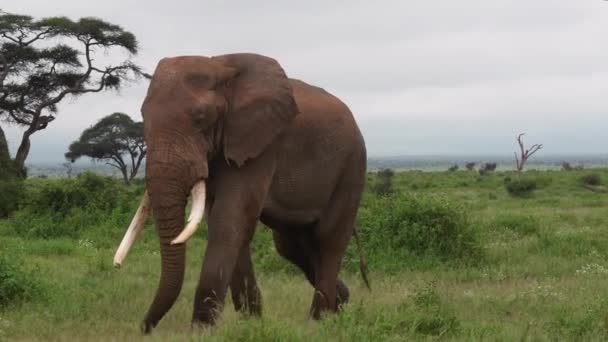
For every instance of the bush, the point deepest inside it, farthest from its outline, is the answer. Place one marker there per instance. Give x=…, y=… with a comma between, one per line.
x=520, y=187
x=16, y=285
x=430, y=316
x=67, y=207
x=405, y=225
x=487, y=168
x=384, y=182
x=519, y=224
x=592, y=179
x=11, y=195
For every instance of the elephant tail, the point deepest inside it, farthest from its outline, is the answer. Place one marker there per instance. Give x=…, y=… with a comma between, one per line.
x=362, y=260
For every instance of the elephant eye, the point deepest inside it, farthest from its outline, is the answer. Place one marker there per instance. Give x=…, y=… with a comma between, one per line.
x=204, y=116
x=199, y=81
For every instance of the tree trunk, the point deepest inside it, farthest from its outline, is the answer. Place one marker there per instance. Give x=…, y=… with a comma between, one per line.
x=24, y=149
x=4, y=154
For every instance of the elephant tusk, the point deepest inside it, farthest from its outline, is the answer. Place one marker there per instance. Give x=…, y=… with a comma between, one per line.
x=137, y=224
x=199, y=193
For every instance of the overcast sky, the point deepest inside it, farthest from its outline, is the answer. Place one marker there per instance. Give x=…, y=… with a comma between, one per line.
x=421, y=77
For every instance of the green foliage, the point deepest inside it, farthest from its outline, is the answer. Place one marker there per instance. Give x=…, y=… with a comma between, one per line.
x=384, y=182
x=516, y=223
x=11, y=196
x=70, y=207
x=521, y=187
x=406, y=228
x=16, y=284
x=423, y=314
x=54, y=58
x=110, y=139
x=453, y=168
x=592, y=179
x=429, y=315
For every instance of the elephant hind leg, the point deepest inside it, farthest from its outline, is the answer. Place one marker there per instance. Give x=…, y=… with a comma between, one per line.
x=301, y=248
x=246, y=295
x=333, y=232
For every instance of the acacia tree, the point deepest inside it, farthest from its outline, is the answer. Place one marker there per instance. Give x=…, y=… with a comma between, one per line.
x=44, y=61
x=111, y=139
x=524, y=154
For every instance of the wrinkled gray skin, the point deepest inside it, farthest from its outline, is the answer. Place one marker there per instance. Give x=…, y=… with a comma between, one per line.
x=270, y=149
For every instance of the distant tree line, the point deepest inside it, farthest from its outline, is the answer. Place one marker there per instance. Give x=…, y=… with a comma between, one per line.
x=44, y=61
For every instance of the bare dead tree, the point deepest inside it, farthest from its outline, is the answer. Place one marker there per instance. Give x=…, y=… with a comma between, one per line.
x=520, y=161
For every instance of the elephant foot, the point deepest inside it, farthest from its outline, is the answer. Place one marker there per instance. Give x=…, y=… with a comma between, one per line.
x=320, y=303
x=146, y=327
x=207, y=308
x=249, y=303
x=343, y=295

**Task to carry out**
Output consists of exactly the lines from the one containing "For every instance of the bare" to the end of the records above, retyped without change and with nothing extra.

**Output of the exercise**
For every instance of the bare dead tree, the point deepest inside it, farthest from its outline, is the answer. Place one marker there per instance. Give x=…, y=… with a comma between, one per line.
x=520, y=161
For every instance of the elephant foot, the point deepest inside it, farthest from its outline, is the answer. Place one marker there per instance. Give x=…, y=… with a comma between, one per line.
x=320, y=303
x=146, y=327
x=207, y=308
x=249, y=303
x=343, y=295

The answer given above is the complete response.